### Work order
Return the listing exactly as it appears, but strip out the images.

### Record extracts
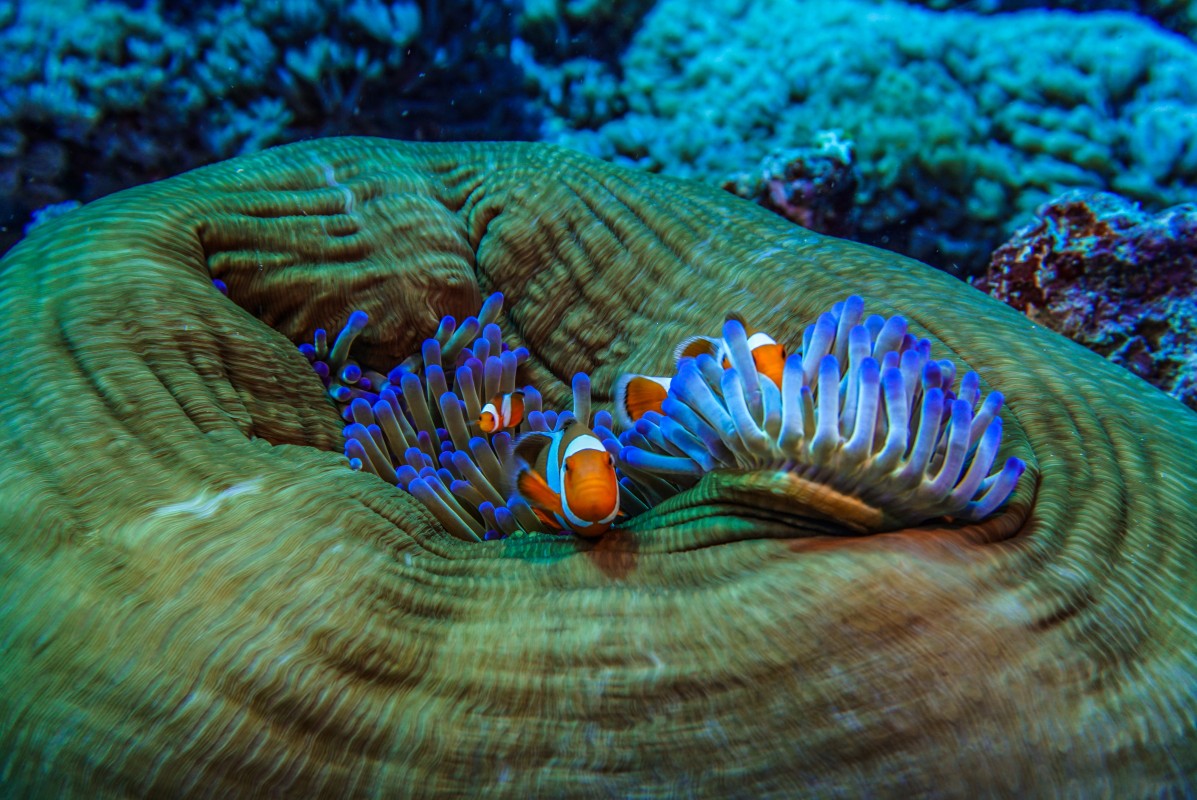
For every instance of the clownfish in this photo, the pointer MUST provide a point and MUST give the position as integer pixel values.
(638, 394)
(766, 353)
(502, 412)
(569, 479)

### Solution to the exercise
For every instance of the clownfish in this photo, the pointer MUST provide a point and MUST give the position as integer pixel values.
(638, 394)
(766, 353)
(502, 412)
(569, 479)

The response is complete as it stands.